───── SUPPLIED TEXT

American public school in North Carolina

Robbinsville High School is a public, co-educational secondary school located in Robbinsville, North Carolina. It is the only high school in the Graham County Schools system.

==School information==
For the 2011-2012 school year, Robbinsville High School had a total population of 372 students and 29.8 teachers on a (FTE) basis. The student population had a gender ratio of 192 male to 180 female. The demographic group makeup of the student population was: White, 310 American Indian, 52; Hispanic, 4; Black, 1; and Asian/Pacific Islander, 0 (two or more races, 5). For the same school year, 204 of the students received free or reduced-cost lunches. Robbinsville High School received a "C" performance grade from the N.C. Department of Public Instruction in 2024.

==History==
The origins of Robbinsville High School begin in the early 1900s. In 1924, the school was relocated into what is known as The Old Rock Building. The school building housed all grades including high school grades until the 1966–67 school year when it was split into separate high, middle and elementary schools.

In 1987, Stecoah High School in the eastern part of Graham County, closed. The high school portion was then merged into Robbinsville High.

==Athletics==
Robbinsville is a North Carolina High School Athletic Association (NCHSAA) member school and are currently classified as a 1A school in the Smoky Mountain 1A/2A Conference. Robbinsville's team name is the Black Knights, with the school colors being black and white. Until 1965, Robbinsville's team name was the Blue Devils.

The school offers teams in a variety of sports including: baseball, basketball, cross country, football, softball, track and field, volleyball, and wrestling.

The Black Knights' football team have had a storied history, having won 14 North Carolina 1A state championships.

──────────

PROBLEM SET>
#1 From the Robbinsville High School article, extract the passage starting with "The school offers" and going on through "1A state championships.".
#2 According to the Robbinsville High School article, what was the school's team name until 1965?

───── LISTED RECORDS

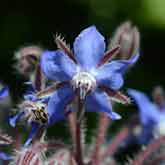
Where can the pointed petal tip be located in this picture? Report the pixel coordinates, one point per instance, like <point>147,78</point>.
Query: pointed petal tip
<point>12,122</point>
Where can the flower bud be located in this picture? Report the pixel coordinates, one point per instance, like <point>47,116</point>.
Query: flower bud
<point>27,58</point>
<point>128,38</point>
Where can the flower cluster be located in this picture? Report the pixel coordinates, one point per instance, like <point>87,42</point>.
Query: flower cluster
<point>84,79</point>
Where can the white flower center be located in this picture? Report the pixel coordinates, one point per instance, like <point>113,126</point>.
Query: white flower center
<point>85,82</point>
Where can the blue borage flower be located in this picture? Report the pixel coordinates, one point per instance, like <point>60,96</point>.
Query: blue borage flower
<point>34,110</point>
<point>86,70</point>
<point>4,92</point>
<point>4,156</point>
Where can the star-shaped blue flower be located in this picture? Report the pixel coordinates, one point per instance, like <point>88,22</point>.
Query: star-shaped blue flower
<point>32,102</point>
<point>88,70</point>
<point>4,92</point>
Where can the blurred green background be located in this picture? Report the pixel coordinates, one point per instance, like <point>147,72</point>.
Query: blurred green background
<point>34,22</point>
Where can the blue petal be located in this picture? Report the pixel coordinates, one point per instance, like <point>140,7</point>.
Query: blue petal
<point>4,92</point>
<point>58,102</point>
<point>34,129</point>
<point>148,111</point>
<point>111,74</point>
<point>89,47</point>
<point>98,101</point>
<point>29,88</point>
<point>57,66</point>
<point>13,120</point>
<point>4,156</point>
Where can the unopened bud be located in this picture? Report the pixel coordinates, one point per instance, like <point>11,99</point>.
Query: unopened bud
<point>128,37</point>
<point>27,58</point>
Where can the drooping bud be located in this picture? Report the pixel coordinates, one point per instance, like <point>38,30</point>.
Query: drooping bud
<point>27,58</point>
<point>128,37</point>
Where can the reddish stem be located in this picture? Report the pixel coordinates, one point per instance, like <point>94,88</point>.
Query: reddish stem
<point>103,125</point>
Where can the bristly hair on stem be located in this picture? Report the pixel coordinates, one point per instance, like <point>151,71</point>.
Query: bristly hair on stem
<point>102,128</point>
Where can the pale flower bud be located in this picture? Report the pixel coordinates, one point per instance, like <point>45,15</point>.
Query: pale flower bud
<point>128,38</point>
<point>27,58</point>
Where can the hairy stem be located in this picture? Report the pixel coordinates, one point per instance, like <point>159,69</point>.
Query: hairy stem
<point>78,135</point>
<point>103,125</point>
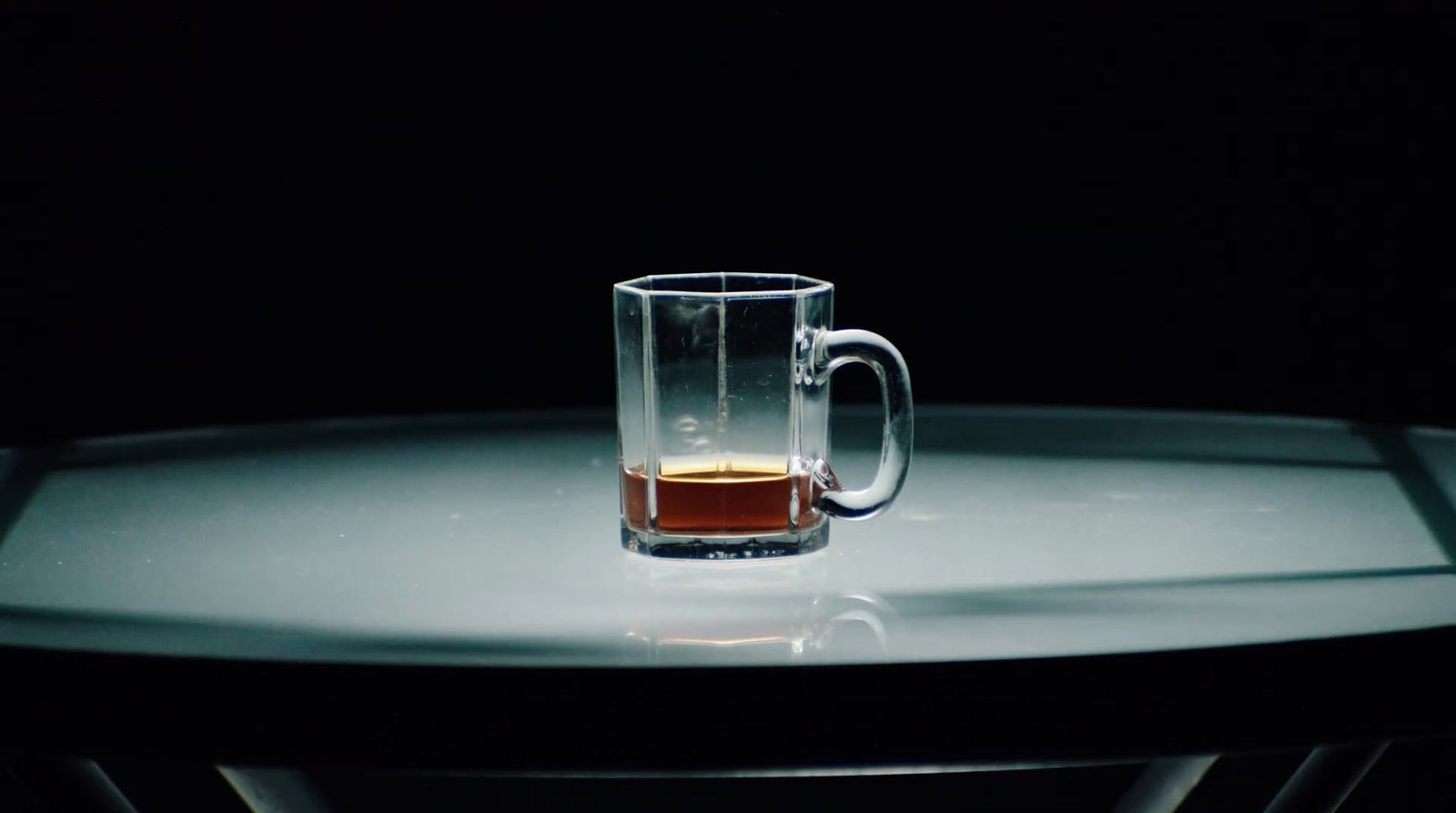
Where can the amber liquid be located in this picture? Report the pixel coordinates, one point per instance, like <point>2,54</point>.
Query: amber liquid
<point>723,502</point>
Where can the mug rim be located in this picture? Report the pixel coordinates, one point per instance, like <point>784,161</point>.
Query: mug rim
<point>813,286</point>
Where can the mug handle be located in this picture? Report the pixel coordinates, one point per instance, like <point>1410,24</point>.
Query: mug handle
<point>832,351</point>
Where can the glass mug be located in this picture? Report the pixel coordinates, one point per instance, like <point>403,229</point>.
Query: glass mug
<point>723,415</point>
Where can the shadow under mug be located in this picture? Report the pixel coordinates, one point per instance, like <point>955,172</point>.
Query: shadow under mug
<point>723,415</point>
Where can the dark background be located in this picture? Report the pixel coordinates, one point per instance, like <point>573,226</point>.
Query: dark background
<point>281,213</point>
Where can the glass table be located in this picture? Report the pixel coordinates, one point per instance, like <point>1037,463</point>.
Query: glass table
<point>1053,584</point>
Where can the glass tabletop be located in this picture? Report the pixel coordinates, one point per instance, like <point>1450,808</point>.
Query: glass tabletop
<point>494,541</point>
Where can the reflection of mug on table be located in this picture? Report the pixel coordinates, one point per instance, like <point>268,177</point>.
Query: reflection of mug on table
<point>688,614</point>
<point>723,415</point>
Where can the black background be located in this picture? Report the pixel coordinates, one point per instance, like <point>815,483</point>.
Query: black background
<point>276,213</point>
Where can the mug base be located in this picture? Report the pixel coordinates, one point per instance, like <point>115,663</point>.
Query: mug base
<point>754,546</point>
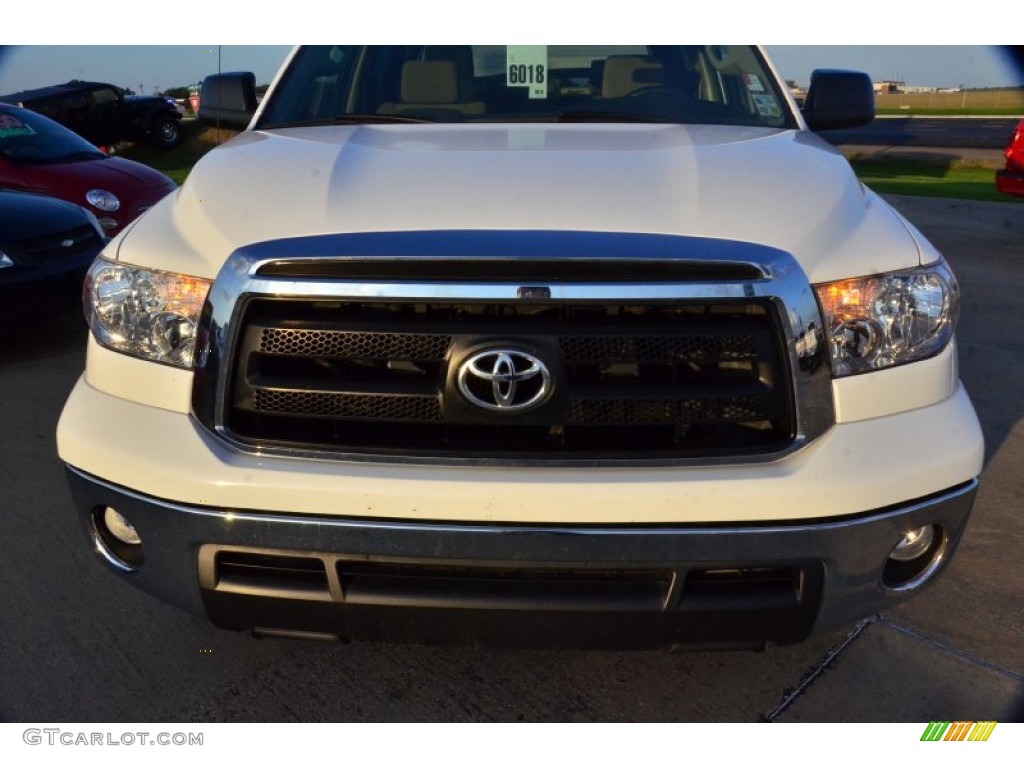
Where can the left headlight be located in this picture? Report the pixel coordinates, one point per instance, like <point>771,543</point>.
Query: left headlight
<point>888,320</point>
<point>147,313</point>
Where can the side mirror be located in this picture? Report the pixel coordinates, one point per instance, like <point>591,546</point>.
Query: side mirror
<point>839,98</point>
<point>227,99</point>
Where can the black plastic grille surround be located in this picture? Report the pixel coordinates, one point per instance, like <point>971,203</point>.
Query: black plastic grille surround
<point>687,379</point>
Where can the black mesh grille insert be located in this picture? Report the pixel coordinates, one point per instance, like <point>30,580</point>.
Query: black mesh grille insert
<point>671,380</point>
<point>52,248</point>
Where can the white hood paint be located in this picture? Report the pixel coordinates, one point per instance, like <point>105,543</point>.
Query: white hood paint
<point>782,188</point>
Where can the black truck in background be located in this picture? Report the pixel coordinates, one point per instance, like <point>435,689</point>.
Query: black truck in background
<point>101,113</point>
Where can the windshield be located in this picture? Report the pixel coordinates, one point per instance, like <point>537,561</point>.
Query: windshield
<point>704,84</point>
<point>28,138</point>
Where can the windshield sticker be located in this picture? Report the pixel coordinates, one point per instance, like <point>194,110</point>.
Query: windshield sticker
<point>526,67</point>
<point>753,83</point>
<point>767,105</point>
<point>11,126</point>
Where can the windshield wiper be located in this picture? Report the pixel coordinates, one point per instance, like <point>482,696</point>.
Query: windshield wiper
<point>73,157</point>
<point>374,118</point>
<point>353,119</point>
<point>609,116</point>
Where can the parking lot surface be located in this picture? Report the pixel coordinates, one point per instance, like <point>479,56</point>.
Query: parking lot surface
<point>79,645</point>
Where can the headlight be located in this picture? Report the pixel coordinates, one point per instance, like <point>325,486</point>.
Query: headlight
<point>102,200</point>
<point>144,312</point>
<point>888,320</point>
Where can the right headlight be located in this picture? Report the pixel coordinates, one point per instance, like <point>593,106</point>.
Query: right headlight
<point>888,320</point>
<point>147,313</point>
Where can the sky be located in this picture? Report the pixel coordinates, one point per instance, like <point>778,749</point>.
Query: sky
<point>160,49</point>
<point>152,68</point>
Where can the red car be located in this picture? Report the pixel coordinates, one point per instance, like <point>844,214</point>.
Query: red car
<point>41,156</point>
<point>1011,179</point>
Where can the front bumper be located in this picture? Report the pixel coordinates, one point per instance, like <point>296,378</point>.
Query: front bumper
<point>584,586</point>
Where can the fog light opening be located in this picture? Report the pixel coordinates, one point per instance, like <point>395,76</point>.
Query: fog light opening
<point>116,540</point>
<point>914,558</point>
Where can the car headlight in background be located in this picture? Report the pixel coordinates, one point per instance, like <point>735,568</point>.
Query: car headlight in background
<point>888,320</point>
<point>147,313</point>
<point>102,200</point>
<point>107,202</point>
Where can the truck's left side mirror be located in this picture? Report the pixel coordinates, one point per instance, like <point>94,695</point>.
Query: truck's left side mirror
<point>839,98</point>
<point>227,99</point>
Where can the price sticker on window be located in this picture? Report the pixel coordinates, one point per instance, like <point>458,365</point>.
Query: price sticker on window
<point>526,67</point>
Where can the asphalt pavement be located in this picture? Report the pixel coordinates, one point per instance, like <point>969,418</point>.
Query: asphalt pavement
<point>77,644</point>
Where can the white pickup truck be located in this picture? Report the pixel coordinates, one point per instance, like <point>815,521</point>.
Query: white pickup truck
<point>553,345</point>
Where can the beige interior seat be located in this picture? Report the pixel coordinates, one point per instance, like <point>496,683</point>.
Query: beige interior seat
<point>624,75</point>
<point>430,88</point>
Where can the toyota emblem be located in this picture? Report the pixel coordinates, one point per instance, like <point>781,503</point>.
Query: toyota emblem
<point>504,380</point>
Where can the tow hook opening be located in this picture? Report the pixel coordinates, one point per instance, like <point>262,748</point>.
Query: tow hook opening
<point>914,558</point>
<point>116,540</point>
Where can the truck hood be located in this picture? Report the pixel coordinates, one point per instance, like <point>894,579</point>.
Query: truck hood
<point>783,188</point>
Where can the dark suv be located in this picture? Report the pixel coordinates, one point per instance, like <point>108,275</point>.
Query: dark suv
<point>102,114</point>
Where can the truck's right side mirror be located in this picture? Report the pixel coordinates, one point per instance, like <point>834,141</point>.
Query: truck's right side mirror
<point>839,98</point>
<point>227,100</point>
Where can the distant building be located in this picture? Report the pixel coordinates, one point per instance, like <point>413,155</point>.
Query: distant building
<point>890,86</point>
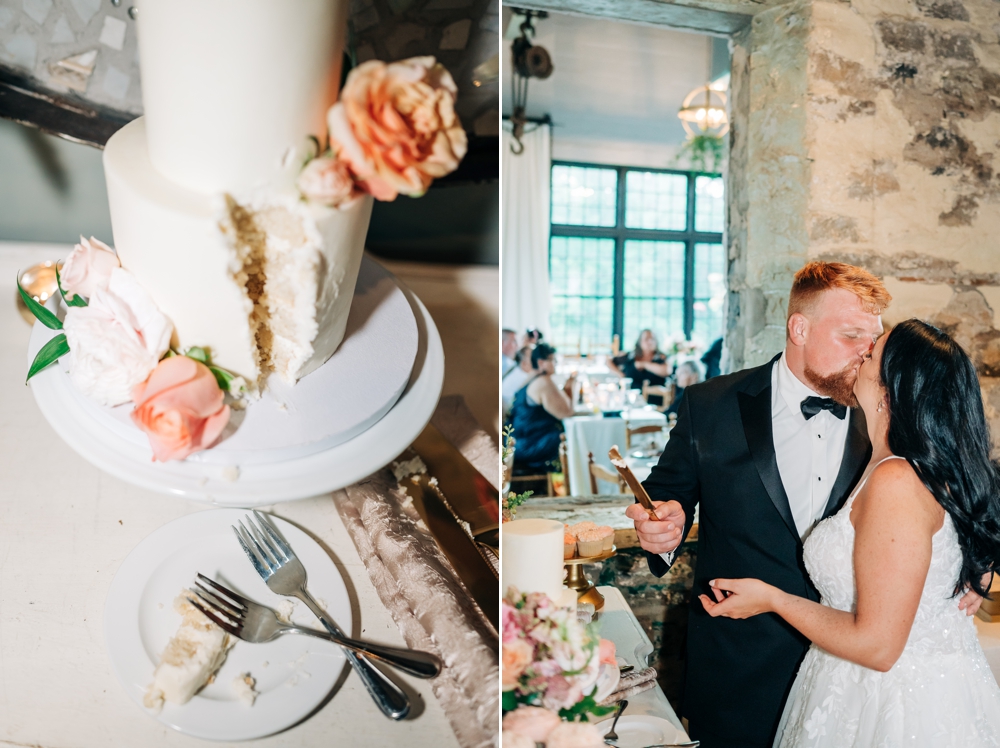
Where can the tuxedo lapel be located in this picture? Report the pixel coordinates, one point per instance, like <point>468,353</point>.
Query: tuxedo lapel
<point>755,412</point>
<point>857,452</point>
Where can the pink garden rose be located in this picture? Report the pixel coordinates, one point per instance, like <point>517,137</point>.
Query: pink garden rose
<point>531,721</point>
<point>116,340</point>
<point>180,408</point>
<point>395,126</point>
<point>328,181</point>
<point>517,655</point>
<point>88,268</point>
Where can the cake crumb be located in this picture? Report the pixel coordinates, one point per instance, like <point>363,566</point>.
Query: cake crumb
<point>243,687</point>
<point>404,468</point>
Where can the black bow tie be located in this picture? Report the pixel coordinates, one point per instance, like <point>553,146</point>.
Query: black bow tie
<point>813,405</point>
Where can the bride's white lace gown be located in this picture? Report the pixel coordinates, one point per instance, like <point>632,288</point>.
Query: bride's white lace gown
<point>939,693</point>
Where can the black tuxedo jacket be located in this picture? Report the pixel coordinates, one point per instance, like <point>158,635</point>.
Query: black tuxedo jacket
<point>721,455</point>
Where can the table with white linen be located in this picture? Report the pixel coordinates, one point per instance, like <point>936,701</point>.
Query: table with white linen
<point>65,528</point>
<point>598,434</point>
<point>619,624</point>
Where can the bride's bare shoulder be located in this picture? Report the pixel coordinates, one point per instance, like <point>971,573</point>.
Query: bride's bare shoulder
<point>894,490</point>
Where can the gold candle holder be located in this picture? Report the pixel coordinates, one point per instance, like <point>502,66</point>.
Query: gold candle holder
<point>577,579</point>
<point>39,282</point>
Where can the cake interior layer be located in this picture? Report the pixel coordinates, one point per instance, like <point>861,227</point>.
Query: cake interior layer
<point>263,280</point>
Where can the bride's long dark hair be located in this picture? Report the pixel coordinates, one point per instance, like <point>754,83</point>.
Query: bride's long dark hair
<point>936,422</point>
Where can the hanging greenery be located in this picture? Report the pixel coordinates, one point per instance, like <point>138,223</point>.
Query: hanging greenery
<point>703,152</point>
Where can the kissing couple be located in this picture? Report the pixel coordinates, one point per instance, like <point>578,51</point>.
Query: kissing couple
<point>849,525</point>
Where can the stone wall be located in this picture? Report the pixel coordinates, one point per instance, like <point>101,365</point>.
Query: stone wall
<point>865,132</point>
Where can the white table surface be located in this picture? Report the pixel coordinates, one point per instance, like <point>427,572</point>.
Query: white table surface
<point>65,528</point>
<point>598,434</point>
<point>619,624</point>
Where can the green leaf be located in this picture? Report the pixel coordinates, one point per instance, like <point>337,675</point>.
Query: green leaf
<point>222,377</point>
<point>77,299</point>
<point>509,701</point>
<point>42,314</point>
<point>198,353</point>
<point>49,354</point>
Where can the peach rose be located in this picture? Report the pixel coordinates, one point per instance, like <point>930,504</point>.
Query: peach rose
<point>88,268</point>
<point>327,180</point>
<point>517,655</point>
<point>180,408</point>
<point>531,721</point>
<point>395,126</point>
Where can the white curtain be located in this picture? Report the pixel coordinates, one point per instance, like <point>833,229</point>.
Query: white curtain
<point>524,259</point>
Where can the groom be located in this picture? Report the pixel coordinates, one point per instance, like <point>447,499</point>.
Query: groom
<point>766,452</point>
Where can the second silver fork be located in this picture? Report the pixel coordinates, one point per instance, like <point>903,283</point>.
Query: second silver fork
<point>284,574</point>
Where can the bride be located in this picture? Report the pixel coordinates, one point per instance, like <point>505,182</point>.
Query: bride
<point>894,661</point>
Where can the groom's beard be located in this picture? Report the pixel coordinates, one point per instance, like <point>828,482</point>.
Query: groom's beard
<point>839,387</point>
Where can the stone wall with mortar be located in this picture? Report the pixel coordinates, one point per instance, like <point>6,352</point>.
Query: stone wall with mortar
<point>865,132</point>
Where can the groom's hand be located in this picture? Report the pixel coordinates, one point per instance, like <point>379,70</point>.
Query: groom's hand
<point>971,601</point>
<point>663,534</point>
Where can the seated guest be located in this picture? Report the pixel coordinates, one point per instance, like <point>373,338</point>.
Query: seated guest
<point>645,364</point>
<point>712,359</point>
<point>537,412</point>
<point>517,377</point>
<point>685,375</point>
<point>508,349</point>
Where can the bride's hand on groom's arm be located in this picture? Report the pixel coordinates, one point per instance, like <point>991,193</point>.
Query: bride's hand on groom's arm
<point>971,600</point>
<point>747,597</point>
<point>662,535</point>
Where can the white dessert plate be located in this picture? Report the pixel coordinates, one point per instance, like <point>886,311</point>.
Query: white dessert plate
<point>254,482</point>
<point>640,730</point>
<point>295,674</point>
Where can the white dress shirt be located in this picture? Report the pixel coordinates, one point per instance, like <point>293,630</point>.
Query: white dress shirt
<point>808,453</point>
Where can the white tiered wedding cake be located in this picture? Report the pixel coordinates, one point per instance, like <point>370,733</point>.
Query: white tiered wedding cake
<point>204,205</point>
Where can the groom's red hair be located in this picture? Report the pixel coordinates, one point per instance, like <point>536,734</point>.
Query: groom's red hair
<point>817,277</point>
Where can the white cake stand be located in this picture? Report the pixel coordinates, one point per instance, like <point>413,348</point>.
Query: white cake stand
<point>269,463</point>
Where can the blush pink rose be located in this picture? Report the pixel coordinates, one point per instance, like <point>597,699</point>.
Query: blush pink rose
<point>395,126</point>
<point>327,180</point>
<point>180,408</point>
<point>532,722</point>
<point>88,268</point>
<point>517,655</point>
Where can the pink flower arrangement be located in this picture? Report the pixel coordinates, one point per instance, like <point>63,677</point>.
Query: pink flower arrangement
<point>552,660</point>
<point>394,131</point>
<point>180,408</point>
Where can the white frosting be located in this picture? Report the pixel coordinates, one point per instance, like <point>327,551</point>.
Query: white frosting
<point>190,658</point>
<point>187,252</point>
<point>531,553</point>
<point>232,89</point>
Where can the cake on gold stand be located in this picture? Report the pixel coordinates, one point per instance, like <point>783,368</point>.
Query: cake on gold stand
<point>578,581</point>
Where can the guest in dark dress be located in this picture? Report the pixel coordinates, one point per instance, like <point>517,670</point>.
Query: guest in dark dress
<point>537,412</point>
<point>647,363</point>
<point>685,375</point>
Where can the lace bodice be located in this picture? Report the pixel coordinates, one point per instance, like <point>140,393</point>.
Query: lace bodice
<point>939,692</point>
<point>829,559</point>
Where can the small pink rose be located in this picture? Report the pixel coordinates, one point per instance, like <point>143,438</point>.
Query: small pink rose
<point>180,408</point>
<point>327,180</point>
<point>517,655</point>
<point>531,721</point>
<point>88,268</point>
<point>395,125</point>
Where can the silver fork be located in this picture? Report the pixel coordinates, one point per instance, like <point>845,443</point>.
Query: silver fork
<point>285,575</point>
<point>256,623</point>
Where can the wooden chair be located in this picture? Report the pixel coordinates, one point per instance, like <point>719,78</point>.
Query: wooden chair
<point>665,391</point>
<point>651,429</point>
<point>599,472</point>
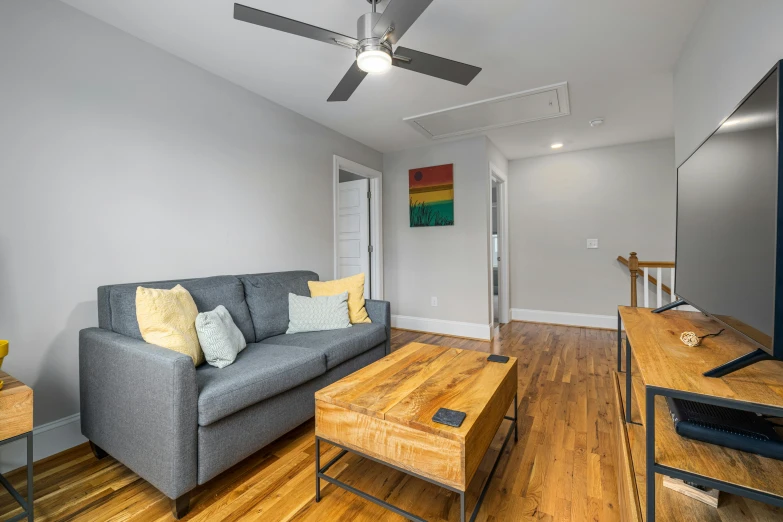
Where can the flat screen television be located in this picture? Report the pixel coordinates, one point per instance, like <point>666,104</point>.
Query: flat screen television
<point>729,216</point>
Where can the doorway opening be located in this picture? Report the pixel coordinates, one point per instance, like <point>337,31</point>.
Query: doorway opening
<point>499,294</point>
<point>358,241</point>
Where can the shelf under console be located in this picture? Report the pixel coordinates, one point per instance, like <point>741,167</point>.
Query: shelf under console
<point>674,369</point>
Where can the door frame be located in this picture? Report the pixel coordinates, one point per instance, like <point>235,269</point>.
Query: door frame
<point>504,292</point>
<point>376,221</point>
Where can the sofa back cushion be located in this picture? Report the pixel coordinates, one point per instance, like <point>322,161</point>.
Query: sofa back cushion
<point>267,298</point>
<point>117,303</point>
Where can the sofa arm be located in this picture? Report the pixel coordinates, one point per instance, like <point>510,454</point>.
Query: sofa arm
<point>139,403</point>
<point>380,312</point>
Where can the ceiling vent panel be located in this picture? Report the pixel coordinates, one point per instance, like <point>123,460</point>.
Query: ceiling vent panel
<point>513,109</point>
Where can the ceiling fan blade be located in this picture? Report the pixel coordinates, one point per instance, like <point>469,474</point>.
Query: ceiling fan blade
<point>401,13</point>
<point>281,23</point>
<point>348,84</point>
<point>436,66</point>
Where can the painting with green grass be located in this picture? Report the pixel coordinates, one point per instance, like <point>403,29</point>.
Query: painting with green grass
<point>431,192</point>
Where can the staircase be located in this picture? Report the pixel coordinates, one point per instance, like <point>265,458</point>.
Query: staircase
<point>647,281</point>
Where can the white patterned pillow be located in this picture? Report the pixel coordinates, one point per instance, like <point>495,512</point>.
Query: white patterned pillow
<point>221,340</point>
<point>314,314</point>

──────────

ANSWERS FOR THE TASKS>
#1
The school offers teams in a variety of sports including: baseball, basketball, cross country, football, softball, track and field, volleyball, and wrestling.

The Black Knights' football team have had a storied history, having won 14 North Carolina 1A state championships.

#2 The Blue Devils.